START Selected passage
On cuts to education, Brooks said: “Honestly, there is no right move when it comes to education cuts at this point.”

She said it’s critical to both protect the base funding allocated to all students and extra money allocated for English learners, low-income and gifted students, as currently being defined by the Nevada School Funding Commission. Both school-level autonomy and accountability to ensure those dollars are reaching students are important, she added.

Brooks declined to comment on the specific events of the July 29 meeting called to discuss Jara’s conduct and contract — which ended abruptly with a vote by four trustees including Brooks — but said she believes the board can move forward especially with the help of a consultant hired for governance training.

“I harbor no ill feelings against anyone, but we do have to work on communication and relationship building,” Brooks said. “I’m hoping that the consultant will point us in that direction.”

COVID-19 has upended community engagement for candidates and citizens alike, pushing it online, where tensions can be high.

Brooks said she frequently lurks the many groups dedicated to district parents or staff, taking in the opinions expressed even if she doesn’t directly engage. She said she responds by email and direct message and makes an effort to find solutions to specific concerns and questions.

Brooks said she’d like voters to vote for school board candidates who have a track record of making objective decisions and advocating for people who are unlike themselves.

“It’s important that people vote for individuals who understand what the role is, and not what an imagined version of the role is, and who know the difference between governance and management,” Brooks said. “You are an oversight role. You don’t manage the district.”

Alexis Salt

Brooks’ opponent in the general election is Indian Springs Schools teacher Alexis Salt, who has taught at CCSD for 15 years.

Salt said she began attending board meetings with the belief that the trustees didn’t grasp how their policies were affecting classroom teachers but realized later that the ignorance was willful. She said she’s running to provide that teacher perspective and refocus the conversation on students — particularly the majority who don’t plan to pursue a four-year degree.

“We have skilled trades in schools and (career technical education), but often it’s only open to kids with good grades and good behavior, and that’s not usually the kids who need it,” Salt said.

She said distance learning is working well for some kids, like her own, who have access to devices, reliable internet and plenty of parental support.

“But many kids are missing one key aspect of that equation,” she said. “For some kids, it’s red alert. The family is crashing and burning.”

Salt said the district needs to take a triage approach to reopening, with families who are struggling the most welcomed back to school buildings first. Also needed is more autonomy at the school level, she added, while the district devotes resources to preparing for both distance and in-person scenarios. She said she was hopeful after Labor Day weekend that cases would continue to trend down.

On school funding and the cuts handed down by the state Legislature, Salt said the district must first prove itself to be a good steward of taxpayer funds before asking for more, pointing to a recent move made to hire more area associate superintendents shortly after the legislative cuts were announced.

Salt described the contentious July 29 meeting as shameful and added that the four trustees who voted to shut it down were also shutting down voices in the community. Without hearing the whole presentation, Salt said, she doesn’t know how she would have voted had she been on the board, but that at this point, she would not vote to renew the superintendent’s contract next year.

“I think getting through COVID is the easy part and the rebuilding will be the tough part,” she said. “And I think we need someone who isn’t going to be the headline.”

Of her campaign and voter engagement until November, Salt said she’s attending everything she’s invited to and keeping focus on her message.

She said one criticism of her campaign is that she would have to learn how to be a trustee — to which she said she had to learn how to be an English teacher as well, and teachers everywhere have spent the last year learning to be website designers and online lecturers, too.
END Selected passage
■ Exercise set
#1 In the school board article, how long has Alexis Salt taught at CCSD?
#2 Print the school board article from "Brooks declined to" up to and including "can be high.".
START Data section
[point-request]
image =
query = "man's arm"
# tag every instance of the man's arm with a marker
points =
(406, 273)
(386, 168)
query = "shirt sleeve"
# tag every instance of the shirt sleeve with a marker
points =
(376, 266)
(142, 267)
END Data section
■ Solved problems
#1 15 years

#2
Brooks declined to comment on the specific events of the July 29 meeting called to discuss Jara’s conduct and contract — which ended abruptly with a vote by four trustees including Brooks — but said she believes the board can move forward especially with the help of a consultant hired for governance training.

“I harbor no ill feelings against anyone, but we do have to work on communication and relationship building,” Brooks said. “I’m hoping that the consultant will point us in that direction.”

COVID-19 has upended community engagement for candidates and citizens alike, pushing it online, where tensions can be high.